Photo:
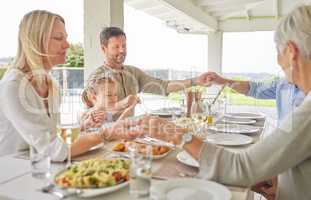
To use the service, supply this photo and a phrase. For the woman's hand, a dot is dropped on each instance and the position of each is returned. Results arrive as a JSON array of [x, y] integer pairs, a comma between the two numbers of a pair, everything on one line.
[[125, 129], [162, 129], [93, 119], [130, 100]]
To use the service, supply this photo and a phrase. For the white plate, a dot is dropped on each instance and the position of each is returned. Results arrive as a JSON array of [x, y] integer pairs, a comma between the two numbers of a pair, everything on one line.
[[238, 121], [187, 159], [189, 188], [245, 115], [126, 155], [92, 192], [227, 139], [234, 128], [99, 191]]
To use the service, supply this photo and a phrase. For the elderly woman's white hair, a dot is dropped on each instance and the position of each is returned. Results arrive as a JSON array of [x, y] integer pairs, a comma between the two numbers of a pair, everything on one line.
[[295, 27]]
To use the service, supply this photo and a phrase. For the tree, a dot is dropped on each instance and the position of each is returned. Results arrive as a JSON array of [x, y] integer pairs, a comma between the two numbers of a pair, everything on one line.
[[75, 56]]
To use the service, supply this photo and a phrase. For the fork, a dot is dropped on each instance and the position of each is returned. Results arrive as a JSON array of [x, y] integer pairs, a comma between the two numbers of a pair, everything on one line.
[[50, 188]]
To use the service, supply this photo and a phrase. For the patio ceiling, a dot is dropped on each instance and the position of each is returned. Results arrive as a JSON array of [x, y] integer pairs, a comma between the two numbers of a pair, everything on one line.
[[204, 16]]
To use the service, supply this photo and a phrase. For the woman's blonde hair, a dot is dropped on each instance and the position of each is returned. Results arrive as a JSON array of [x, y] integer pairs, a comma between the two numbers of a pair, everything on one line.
[[34, 31], [295, 27], [92, 86]]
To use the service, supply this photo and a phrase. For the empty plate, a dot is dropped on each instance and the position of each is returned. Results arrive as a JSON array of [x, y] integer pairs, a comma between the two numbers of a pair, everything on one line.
[[245, 115], [189, 188], [235, 128], [238, 121], [226, 139], [187, 159]]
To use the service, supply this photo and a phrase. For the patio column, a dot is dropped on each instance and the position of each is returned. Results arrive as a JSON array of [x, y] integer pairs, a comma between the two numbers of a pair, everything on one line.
[[215, 52], [98, 14]]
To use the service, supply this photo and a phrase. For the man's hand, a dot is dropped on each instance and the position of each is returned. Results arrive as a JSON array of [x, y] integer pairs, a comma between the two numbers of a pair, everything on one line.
[[267, 188], [209, 78], [125, 129]]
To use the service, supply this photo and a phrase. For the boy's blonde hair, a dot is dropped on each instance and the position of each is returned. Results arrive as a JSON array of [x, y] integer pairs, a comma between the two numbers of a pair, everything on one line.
[[92, 85]]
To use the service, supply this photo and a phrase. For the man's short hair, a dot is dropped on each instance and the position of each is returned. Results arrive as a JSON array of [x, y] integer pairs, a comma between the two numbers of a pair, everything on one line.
[[109, 32]]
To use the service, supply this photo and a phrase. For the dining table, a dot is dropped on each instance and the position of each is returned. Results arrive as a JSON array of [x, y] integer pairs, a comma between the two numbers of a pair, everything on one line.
[[16, 181]]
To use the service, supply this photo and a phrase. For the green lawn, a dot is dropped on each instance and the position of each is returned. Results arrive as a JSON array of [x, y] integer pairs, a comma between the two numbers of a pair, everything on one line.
[[234, 98]]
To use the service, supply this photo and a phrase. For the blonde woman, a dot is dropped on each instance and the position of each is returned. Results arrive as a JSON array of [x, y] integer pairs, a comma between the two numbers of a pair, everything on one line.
[[285, 153], [101, 100], [29, 105]]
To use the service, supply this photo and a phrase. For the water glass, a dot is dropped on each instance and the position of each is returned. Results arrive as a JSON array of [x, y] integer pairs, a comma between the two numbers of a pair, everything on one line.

■ ■ ■

> [TASK TO CARRY OUT]:
All the records need to be retyped word for word, except for the pictures.

> [REPLY]:
Photo:
To use the service, supply this photo and a phrase. For the woman's hand, a dot is dropped on each instance and the position of each is returned. Results arrive as a JSON array of [x, y] integer pairs, a comma between the two numbers of a pair, everything on one line.
[[125, 129], [162, 129], [93, 119], [130, 100]]
To use the service, supply this photo and a phrase. For the white plate, a dot is dropped on each instance and the position of each is returned. Results arrive as a JSON array of [x, y] integer pairs, a comma between the two numbers of a pair, everything on one line.
[[238, 121], [187, 159], [189, 188], [245, 115], [126, 155], [92, 192], [227, 139], [234, 128], [99, 191]]
To use the service, supply this photo and a phrase. For the elderly woman's white hair, a dot is dropped on each instance and the position of each is returned. Results arrive as a JSON array of [x, y] integer pairs, a comma between the two numbers of a pair, everything on one line.
[[295, 27]]
To use the service, supply this photo and a phrase. For the tree, a dot is dropped on each instance and the position of each is returned. Results arrive as a JSON array of [x, y] integer pairs, a comma between the two numbers of a pair, everything on one line.
[[75, 56]]
To use the service, supply this photo and a phrase. For the fork, a dot is dropped on each instance and the position of each is returned. Results arrive as a JSON array of [x, y] integer pairs, a comma between the two numbers of a pair, everything on one line.
[[50, 188]]
To use the service, supply this photo and a phrase. For the patio ceiling, a dot is dropped on each instance and the position of each is returned. Results arrive as a JSON array of [x, y] integer pairs, a comma between the two numbers of a pair, everything on one line.
[[204, 16]]
To use the service, supply this photo and a phrase. For the woman's blonde hair, a dot is dropped on each instance and the position of each is returned. Results arrive as a JSON array of [x, y] integer pairs, a comma between the two numbers of a pair, everything on one line.
[[34, 31], [295, 27], [92, 86]]
To use the service, supply this photo and a phrase. For the empty plate, a dot is dropped on each instance and the position of each is returned. Results arrive as a JSON array of [x, y] integer pairs, a comma between the two numbers of a pair, everything on one line.
[[245, 115], [189, 188], [235, 128], [238, 121], [226, 139], [187, 159]]
To use the service, supply this photo and a phrase. For the patio column, a dot is dropped on each instance and the position of each is returned. Results arrive as a JSON array of [x, y] integer pairs, a comma between the two numbers of a pair, everything on one line.
[[215, 52], [98, 14]]
To use the service, supply this photo and a phrase. For the man's hand, a dot is dropped on each instance and the position of each is returned. Results arrive as a JSON array of [x, y] integer pairs, a comma between the two numbers of a pair, everything on one line.
[[267, 188], [209, 78], [125, 129]]
To use the service, supply this photo and a phrase. For the boy's blonde hair, a dot is dropped on each instance and the position of each is returned. Results arrive as a JSON array of [x, y] integer pairs, a comma between the two numbers of a pair, everything on one line.
[[92, 85]]
To use the service, supply this photo and a phrase. For the man's short hair, a dot is dropped on each instance and the position of each is returned. Results arrive as a JSON array of [x, y] integer pairs, a comma between the two numbers of a pair, everything on one line.
[[109, 32]]
To use the service, supply this photo and a phrase. For the dining table, a dot is dropped on each instance and the position of each is returned. Results arrive as a JSON array of [x, y] integer pairs, a comma between the two numbers of a pair, everything on one line.
[[16, 181]]
To use the service, supply this photo and a phrase. For the green lawn, a dot is dropped on each instance and the position of each is returned. Results arrive as a JSON array of [x, y] integer pairs, a comma between the two numbers of a pair, everything on one line.
[[234, 98]]
To use the service, supply this photo and a phrase. For the blonde woman, a dot is dropped on each instance and the position of each is returned. Results arrive as a JSON array of [x, y] integer pairs, a comma between the two numbers of a pair, everything on one line.
[[285, 153], [101, 100], [29, 105]]
To use the service, supply this photo and a phrase. For the water glass, a dot is dropped on each instance and the position of each is returned. Results arrive as a JSON array of [x, y] integer pairs, a comma between the two numbers of a pair, everything on one line.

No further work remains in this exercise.